Parts of the exercise:
1) In the transcript about coaching niches, how many pieces of content are coaches asked to produce and publish by the time they finish the course?
2) Switch "Instagram" to "TikTok" in the transcript about coaching niches and write out the passage from "So it can be" up to and including "running and biking.".
3) Continue the transcript about coaching niches from the point at which it stops.

Document passage:
+-------+

So it can be written. It can be, you know, we talked before we got on here that I’m trying to learn how to use Instagram. And I’ve never felt like an older man than I do now. But it can be written. It can be video. It can be whatever that coach is comfortable with. But by the time they finish my course, we have a very reasonable ask that they produce three pieces of content and they publish them and they provide them to their gym owner to say, Hey, I made this, can I keep making this? I’d like to do this because it’s going to help me build my business. So we really started talking about that niche. And if there’s resources that I can point them towards, you know, my niche, I learned a long time ago that I love powerlifting, but I really, really love running and biking.

Mike (21:23):

And that’s what gets me excited. And that’s the clients I want to work with at the gym right now and in programming. So we try to foster that excitement. And I really think the coaches who come in and I’m not saying, if you don’t have a niche already, you’re not going to get the same bang for your buck out of the experience. But if you come in with a real solid niche, it’s like a rocket ship, right? There’s a lot of these coaches who come in and say, I’m really stoked about Olympic lifting. You know, I’ve taken all the certifications I’m passionate about and I’m trying to learn to be better at it all the time. I’m not going to teach them to become a better Olympic lifter, but I’m going to give them the tools that they can use to communicate to their clients.

+-------+

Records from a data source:
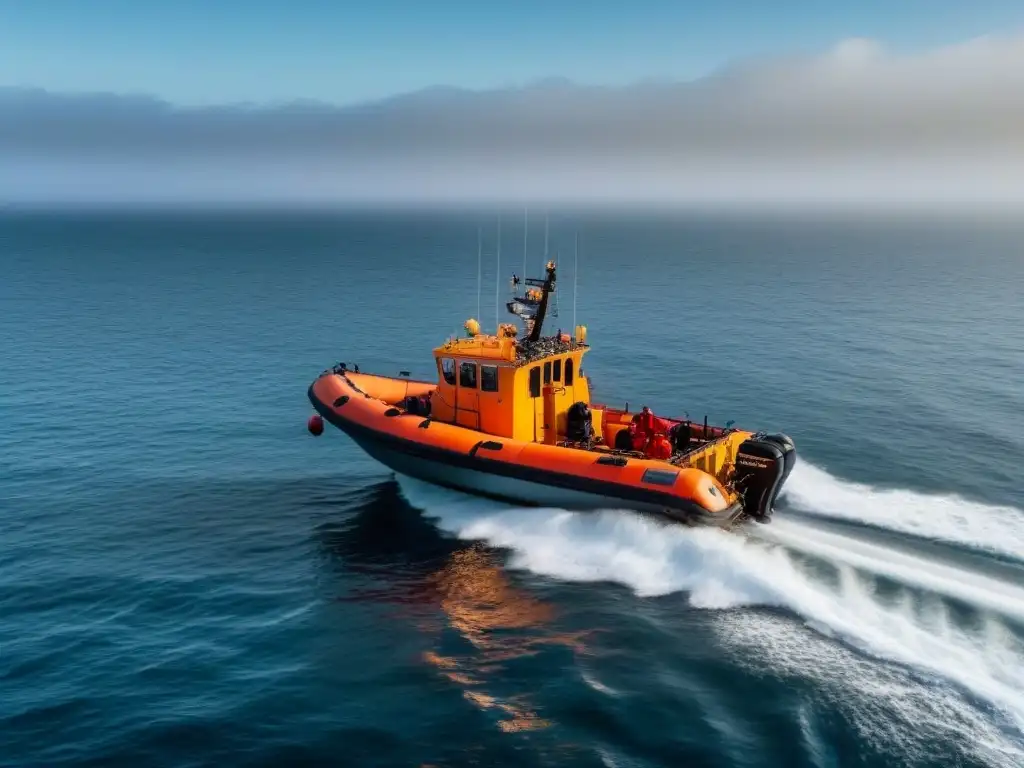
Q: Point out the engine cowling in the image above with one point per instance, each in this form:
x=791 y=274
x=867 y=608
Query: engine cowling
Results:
x=763 y=464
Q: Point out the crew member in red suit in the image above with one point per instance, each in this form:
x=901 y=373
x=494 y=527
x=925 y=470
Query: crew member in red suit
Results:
x=647 y=426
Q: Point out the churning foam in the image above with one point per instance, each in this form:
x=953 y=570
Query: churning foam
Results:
x=720 y=570
x=946 y=518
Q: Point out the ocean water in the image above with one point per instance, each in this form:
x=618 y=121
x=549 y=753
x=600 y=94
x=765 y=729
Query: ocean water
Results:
x=187 y=578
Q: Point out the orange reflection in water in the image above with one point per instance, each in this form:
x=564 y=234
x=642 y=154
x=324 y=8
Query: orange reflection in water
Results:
x=485 y=609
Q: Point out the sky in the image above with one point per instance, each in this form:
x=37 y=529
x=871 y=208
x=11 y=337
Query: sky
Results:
x=726 y=101
x=201 y=52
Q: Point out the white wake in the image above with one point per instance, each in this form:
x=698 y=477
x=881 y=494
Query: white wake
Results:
x=914 y=628
x=946 y=518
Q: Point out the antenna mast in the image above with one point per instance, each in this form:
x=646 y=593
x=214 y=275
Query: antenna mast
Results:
x=479 y=272
x=545 y=237
x=525 y=239
x=576 y=262
x=498 y=276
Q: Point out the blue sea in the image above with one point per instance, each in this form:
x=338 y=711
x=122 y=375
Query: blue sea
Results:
x=187 y=578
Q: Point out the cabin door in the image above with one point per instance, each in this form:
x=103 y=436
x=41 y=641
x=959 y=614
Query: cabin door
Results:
x=468 y=396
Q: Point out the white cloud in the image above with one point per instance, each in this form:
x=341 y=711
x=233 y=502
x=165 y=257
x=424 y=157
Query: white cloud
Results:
x=855 y=124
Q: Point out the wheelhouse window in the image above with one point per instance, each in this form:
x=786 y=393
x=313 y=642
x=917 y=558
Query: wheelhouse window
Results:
x=535 y=381
x=488 y=378
x=448 y=370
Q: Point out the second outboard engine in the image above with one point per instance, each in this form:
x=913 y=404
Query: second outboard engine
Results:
x=763 y=464
x=579 y=423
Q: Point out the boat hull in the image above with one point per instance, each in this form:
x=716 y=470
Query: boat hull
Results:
x=517 y=485
x=516 y=491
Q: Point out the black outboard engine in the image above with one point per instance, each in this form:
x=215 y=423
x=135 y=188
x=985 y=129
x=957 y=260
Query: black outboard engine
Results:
x=763 y=464
x=579 y=423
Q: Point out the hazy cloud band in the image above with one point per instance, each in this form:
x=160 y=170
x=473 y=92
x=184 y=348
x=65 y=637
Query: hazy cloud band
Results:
x=854 y=124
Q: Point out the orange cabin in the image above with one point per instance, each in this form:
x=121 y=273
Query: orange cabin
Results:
x=486 y=382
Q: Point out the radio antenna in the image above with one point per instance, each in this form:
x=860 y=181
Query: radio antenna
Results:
x=576 y=269
x=498 y=276
x=479 y=271
x=525 y=239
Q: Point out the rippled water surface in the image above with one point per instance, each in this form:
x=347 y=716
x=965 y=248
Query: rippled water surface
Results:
x=187 y=578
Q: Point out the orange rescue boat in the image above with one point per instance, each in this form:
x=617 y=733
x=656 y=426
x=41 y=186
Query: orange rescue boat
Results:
x=512 y=419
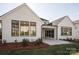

+-------+

Written answers:
1) Three pieces of content.

2)
So it can be written. It can be, you know, we talked before we got on here that I’m trying to learn how to use TikTok. And I’ve never felt like an older man than I do now. But it can be written. It can be video. It can be whatever that coach is comfortable with. But by the time they finish my course, we have a very reasonable ask that they produce three pieces of content and they publish them and they provide them to their gym owner to say, Hey, I made this, can I keep making this? I’d like to do this because it’s going to help me build my business. So we really started talking about that niche. And if there’s resources that I can point them towards, you know, my niche, I learned a long time ago that I love powerlifting, but I really, really love running and biking.

3)
Mike (22:01):

And I’m going to give them a plan so that when they leave the course after module three, they know exactly what is next. They know what their plan is to continue to build their business. We talk about logical next steps for their putting our stuff into action. And then looking for that next educational experience. Even if it doesn’t come under the Two-Brain Coaching umbrella, right? So I want them to, you know, we want to foster that. So we try to really bang out a plan and share that with the owner at the end to say, here’s where this person wants to be. Here’s how we get them there. And here’s what I’ve seen in them. And to be honest, any of these ones that come through who already have that niche when they get to the end of the course, I’m like, I would hire you in a second.

Mike (22:45):

Yeah. So that’s pretty cool. The other homework assignment I give out came out of the pandemic and it was this video project. One of the things we asked as homework as they worked through these modules is shadowing, right? And shadowing is great if you’ve got someone good making the shadow, right. And the problem last March and beyond was a lot of coaches were coming through our course and they had no one to shadow. And so what I started to do at that point was just have them create video content, you know, pick five movements, ones that you’re nervous about coaching, or you really want to hone your skills on, you know, almost, you know, rehearse your delivery for it. And then they filmed some videos with a lot of times, those videos that they film are natural social media content anyway, right?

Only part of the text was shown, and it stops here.